__Your objective__.
Return each record word for word and omit the pictures.

__Material provided__.
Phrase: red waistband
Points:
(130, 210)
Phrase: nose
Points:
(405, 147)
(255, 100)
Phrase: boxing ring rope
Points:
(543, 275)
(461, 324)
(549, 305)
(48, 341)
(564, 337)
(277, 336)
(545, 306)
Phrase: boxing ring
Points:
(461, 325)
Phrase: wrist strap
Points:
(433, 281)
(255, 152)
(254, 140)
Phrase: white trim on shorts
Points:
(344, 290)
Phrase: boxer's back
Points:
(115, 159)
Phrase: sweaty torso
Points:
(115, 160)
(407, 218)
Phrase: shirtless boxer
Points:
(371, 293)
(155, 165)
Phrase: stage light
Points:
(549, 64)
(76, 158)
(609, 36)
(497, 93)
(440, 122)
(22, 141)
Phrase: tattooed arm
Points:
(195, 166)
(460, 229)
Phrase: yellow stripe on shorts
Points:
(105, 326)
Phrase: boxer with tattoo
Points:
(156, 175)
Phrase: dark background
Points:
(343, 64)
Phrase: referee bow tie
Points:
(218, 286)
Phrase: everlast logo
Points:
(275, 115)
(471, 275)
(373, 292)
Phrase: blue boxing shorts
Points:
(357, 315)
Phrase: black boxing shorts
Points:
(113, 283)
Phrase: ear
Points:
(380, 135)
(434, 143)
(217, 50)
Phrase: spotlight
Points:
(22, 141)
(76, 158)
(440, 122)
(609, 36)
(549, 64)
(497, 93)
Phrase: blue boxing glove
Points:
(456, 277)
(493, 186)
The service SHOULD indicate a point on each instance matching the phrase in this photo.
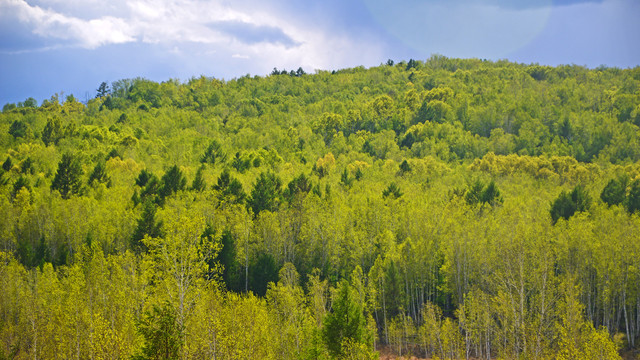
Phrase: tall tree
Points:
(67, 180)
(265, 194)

__Response to this exercise__.
Phrase: red waistband
Points:
(130, 210)
Phrase: nose
Points:
(405, 147)
(255, 100)
Phrase: boxing ring rope
Points:
(543, 275)
(461, 324)
(549, 305)
(48, 341)
(564, 337)
(277, 336)
(545, 306)
Phrase: boxing ring
Points:
(461, 325)
Phrase: wrist strap
Points:
(433, 281)
(255, 152)
(254, 140)
Phrase: white trim on shorts
Points:
(344, 290)
Phrase: boxer's back
Points:
(115, 159)
Phrase: sweaty torso
Points:
(115, 160)
(407, 218)
Phrase: shirtless boxer
Points:
(371, 293)
(155, 165)
Phrase: stage light
Points:
(549, 64)
(76, 158)
(609, 36)
(497, 93)
(440, 122)
(22, 141)
Phrase: tattooed arm
Points:
(195, 166)
(460, 229)
Phrase: yellow stripe on shorts
Points:
(105, 326)
Phrase: boxer with tattoo
Points:
(156, 175)
Phrase: dark background
Points:
(343, 64)
Phrase: referee bow tie
Points:
(218, 286)
Phrase: everlast logo
Points:
(275, 115)
(471, 275)
(373, 292)
Phrase: blue boxing shorts
Points:
(357, 315)
Phrase: black boxing shorts
Points:
(113, 283)
Phrase: ear
Points:
(380, 135)
(434, 143)
(217, 50)
Phrase: spotlight
Points:
(22, 141)
(76, 158)
(440, 122)
(609, 36)
(549, 64)
(497, 93)
Phrase: blue boxing glove
Points:
(456, 277)
(493, 186)
The service SHOULD indicate a point on each instance matching the phrase in this photo.
Phrase: tall tree
Points:
(67, 180)
(265, 194)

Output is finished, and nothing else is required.